## [TEXT PASSAGE]
'''

    1. The main reason I collect the cheaper dolls is so that I can dress them. I also have some life-sized collectable vinyl dolls by Masterpiece Galleries. I have one the size of a 4-5 year old child. They all live in my bedroom well away from our 2 kitties who would chew the fingers and cover them in fur.

  2. Maybe you could knit for local charities & so be able to keep knitting, keep donating & avoid postage. Yes, postage rates are a great consideration these days, aren't they? A few suggestions for charity knits below, but ring first to see if they do take knitted goods & if they have special considerations which are best to know about before you cast on. Good luck.

    Homeless shelters - hats & scarves.
    Local hospital, - children's ward may take knitted teddies (Teddies for tragedies site for patterns), maternity unit for baby clothes, infant burial gowns, special care baby unit for preemie size items (caps, not bonnets - health & safety).
    Old people's homes - lap blankets, bed socks.
    Some police forces accept Teddies (teddies for tragedies pattern), family protection units give them to child witnesses /victims.
    Women's Aid /refuges accept lap blankets as many women have only what they stand up in on arrival, & an Afghan /lapblanket is one size fits all, & shows that someone does care.
'''
## [SUPPLIED DATA]
'''
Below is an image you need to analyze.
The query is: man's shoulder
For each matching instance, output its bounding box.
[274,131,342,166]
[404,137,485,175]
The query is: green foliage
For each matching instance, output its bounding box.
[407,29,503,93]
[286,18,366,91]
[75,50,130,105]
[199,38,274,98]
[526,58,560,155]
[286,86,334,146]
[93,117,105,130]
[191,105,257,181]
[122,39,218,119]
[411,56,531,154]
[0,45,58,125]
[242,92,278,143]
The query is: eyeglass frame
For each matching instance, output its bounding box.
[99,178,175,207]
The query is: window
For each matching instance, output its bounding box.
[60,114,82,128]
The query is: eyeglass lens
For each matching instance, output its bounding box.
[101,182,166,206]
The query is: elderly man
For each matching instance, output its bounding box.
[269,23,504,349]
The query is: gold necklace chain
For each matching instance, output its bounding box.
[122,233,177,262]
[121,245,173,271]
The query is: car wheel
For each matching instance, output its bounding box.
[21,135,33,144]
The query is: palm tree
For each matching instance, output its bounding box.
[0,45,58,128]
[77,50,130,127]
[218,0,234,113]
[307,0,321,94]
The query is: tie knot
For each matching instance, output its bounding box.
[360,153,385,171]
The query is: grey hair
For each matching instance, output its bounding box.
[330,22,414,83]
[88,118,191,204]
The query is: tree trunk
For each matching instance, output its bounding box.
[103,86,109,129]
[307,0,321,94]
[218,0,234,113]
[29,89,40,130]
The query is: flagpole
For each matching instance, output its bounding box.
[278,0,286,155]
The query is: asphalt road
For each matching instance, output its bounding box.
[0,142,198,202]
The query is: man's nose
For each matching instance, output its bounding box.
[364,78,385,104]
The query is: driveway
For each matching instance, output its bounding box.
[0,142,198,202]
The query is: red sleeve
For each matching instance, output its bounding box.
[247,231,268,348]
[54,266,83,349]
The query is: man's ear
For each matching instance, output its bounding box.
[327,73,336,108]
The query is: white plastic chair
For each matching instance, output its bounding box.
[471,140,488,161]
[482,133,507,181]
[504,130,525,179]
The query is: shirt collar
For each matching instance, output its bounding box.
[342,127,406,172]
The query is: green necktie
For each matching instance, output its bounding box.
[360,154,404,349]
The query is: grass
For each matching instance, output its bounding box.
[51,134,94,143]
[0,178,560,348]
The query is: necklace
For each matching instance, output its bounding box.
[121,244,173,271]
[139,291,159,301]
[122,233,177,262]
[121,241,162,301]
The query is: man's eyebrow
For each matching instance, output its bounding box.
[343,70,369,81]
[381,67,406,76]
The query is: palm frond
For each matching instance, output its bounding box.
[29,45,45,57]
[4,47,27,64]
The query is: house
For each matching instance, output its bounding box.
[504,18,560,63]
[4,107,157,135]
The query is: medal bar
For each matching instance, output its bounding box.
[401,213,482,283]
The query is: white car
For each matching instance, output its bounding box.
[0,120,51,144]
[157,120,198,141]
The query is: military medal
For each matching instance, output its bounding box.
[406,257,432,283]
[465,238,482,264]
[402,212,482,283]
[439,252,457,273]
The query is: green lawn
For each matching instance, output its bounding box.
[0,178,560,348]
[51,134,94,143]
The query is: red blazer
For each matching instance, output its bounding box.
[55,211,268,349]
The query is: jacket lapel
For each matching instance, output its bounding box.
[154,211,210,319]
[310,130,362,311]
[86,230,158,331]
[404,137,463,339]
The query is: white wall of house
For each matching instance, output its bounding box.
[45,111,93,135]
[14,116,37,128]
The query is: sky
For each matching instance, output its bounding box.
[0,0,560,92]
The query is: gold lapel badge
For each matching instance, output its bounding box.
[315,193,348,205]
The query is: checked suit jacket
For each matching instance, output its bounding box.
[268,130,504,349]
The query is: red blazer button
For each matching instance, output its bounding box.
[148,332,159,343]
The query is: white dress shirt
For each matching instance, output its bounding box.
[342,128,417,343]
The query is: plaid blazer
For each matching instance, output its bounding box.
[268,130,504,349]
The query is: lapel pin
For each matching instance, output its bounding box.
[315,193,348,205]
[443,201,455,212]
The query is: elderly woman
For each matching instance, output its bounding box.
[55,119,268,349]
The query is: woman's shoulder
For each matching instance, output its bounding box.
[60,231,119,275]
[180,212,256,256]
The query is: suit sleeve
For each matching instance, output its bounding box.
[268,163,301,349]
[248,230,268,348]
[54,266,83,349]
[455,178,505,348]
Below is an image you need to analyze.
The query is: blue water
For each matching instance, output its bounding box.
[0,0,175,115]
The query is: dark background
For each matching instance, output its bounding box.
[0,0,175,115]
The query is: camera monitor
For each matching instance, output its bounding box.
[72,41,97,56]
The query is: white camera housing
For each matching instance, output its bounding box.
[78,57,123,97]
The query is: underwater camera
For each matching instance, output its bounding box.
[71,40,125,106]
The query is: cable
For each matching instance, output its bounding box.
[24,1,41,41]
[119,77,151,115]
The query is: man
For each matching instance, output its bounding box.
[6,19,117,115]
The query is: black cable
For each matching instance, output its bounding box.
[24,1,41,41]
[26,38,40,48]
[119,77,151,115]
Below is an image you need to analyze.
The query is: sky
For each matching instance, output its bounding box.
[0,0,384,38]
'''
## [WHAT NEEDS TO BE DONE]
Reproduce the text on charity knitting verbatim, starting at the words "Old people's homes" and ending after "someone does care.". The entries have nothing to do with the text on charity knitting.

## [RESPONSE TO THE EXERCISE]
Old people's homes - lap blankets, bed socks.
    Some police forces accept Teddies (teddies for tragedies pattern), family protection units give them to child witnesses /victims.
    Women's Aid /refuges accept lap blankets as many women have only what they stand up in on arrival, & an Afghan /lapblanket is one size fits all, & shows that someone does care.